→ **WHAT IS NEEDED**
Each record is to be transcribed in full and exactly.

DATA EXCERPTS Start Marker

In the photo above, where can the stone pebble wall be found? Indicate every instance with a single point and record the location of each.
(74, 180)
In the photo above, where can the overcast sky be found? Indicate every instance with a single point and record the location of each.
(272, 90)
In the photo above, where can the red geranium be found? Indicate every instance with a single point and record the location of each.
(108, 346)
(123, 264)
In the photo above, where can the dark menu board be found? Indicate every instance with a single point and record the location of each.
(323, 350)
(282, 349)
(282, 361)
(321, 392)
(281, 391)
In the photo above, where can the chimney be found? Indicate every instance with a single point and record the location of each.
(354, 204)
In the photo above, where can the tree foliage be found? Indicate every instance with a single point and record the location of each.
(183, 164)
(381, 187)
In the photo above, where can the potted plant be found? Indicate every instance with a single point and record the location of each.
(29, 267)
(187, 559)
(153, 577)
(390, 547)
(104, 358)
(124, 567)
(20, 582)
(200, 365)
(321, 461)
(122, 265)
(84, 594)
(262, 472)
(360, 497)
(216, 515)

DATA EXCERPTS End Marker

→ **RESPONSE AREA**
In the photo above, where can the stone pebble wall be found? Indicate every instance with a single point and record the location of each.
(74, 180)
In the photo above, where can the overcast sky be found? Indicate every instance with a single point and record the location of each.
(272, 90)
In the photo above, where can the red geranium be found? Indicate every instance with a single point and record the location of each.
(108, 346)
(123, 264)
In the photo above, where can the dark menu board be found? Indicate every instance with a single point and record the location of each.
(323, 350)
(282, 349)
(282, 361)
(321, 392)
(281, 391)
In the photo above, where can the chimney be found? Indicate every instance with a single point and record the location of each.
(354, 204)
In the photo above, where can the tree foliage be found? Indicate every instance with a single point and record the location of each.
(183, 164)
(381, 187)
In the photo above, where can the potted plant be found? Indicate every instance with a single point and record the location of each.
(29, 267)
(187, 559)
(153, 577)
(390, 547)
(104, 358)
(124, 567)
(20, 582)
(200, 365)
(321, 461)
(122, 265)
(84, 594)
(262, 472)
(360, 497)
(216, 515)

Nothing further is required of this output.